◆ **Challenge**
Copy the lines that follow, keeping every character the same.

(Data records)

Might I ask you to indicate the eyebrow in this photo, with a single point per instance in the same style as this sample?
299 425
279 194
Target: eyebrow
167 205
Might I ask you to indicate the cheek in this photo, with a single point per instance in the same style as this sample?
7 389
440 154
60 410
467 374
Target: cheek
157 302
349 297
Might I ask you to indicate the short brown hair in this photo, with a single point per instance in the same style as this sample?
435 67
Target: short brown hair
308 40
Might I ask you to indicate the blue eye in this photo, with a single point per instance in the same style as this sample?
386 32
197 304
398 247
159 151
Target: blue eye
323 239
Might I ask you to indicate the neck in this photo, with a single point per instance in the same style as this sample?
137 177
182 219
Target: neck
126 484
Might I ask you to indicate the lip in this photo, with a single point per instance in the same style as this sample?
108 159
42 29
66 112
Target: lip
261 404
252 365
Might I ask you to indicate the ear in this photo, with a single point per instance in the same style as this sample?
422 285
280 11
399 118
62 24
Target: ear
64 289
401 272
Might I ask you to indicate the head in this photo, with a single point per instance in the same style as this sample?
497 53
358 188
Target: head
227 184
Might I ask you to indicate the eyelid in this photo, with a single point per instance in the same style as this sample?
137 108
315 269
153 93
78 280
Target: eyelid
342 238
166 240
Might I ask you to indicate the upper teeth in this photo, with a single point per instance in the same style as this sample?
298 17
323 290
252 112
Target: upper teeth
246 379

◆ **Final answer**
Might I ask you to indicate the eyebrow in this photo, with a single point per instance in the same style as this sample?
299 425
279 194
Target: eyebrow
167 205
Might I ask you to indicate the cheek in this photo, with a single point per instance in the same style as this sample?
7 389
440 154
60 410
467 374
Target: cheek
157 302
349 297
Might I ask you to indicate the short brown hair in this photo, with a single point per instance in the same style as this sample?
435 67
Target: short brown hair
308 40
Might I ask you to indicate the blue eye in this photo, with a single point per instance in the same style as this sample?
386 32
197 304
398 247
159 151
Target: blue eye
323 239
Might I ask you to indicate the neck in this photo, with a single point per instance in the same style as this sample?
137 177
182 219
Target: neck
126 484
Might I ask you to indicate the lip in this photo, with a single point per instance in the same style as this sample?
108 159
42 29
66 112
Target: lip
261 404
252 365
Might I ask you to indicate the ear in this photo, with a single point per instance in the same style as this sample?
422 285
280 11
399 118
62 24
Target: ear
64 289
401 272
Might I ask you to indicate the head in this photo, with a single point per instance in the same style as this sample?
497 53
358 188
Target: head
227 184
Might I ask you to indicate the eyelid in this photo, with a single point per instance in the same style as this sample?
137 108
315 269
153 93
78 280
Target: eyelid
342 238
166 240
Might I ask you to indicate the upper teeth in this photo, with a single point per instance in the same style as this sample?
298 17
323 290
252 112
Target: upper teeth
246 379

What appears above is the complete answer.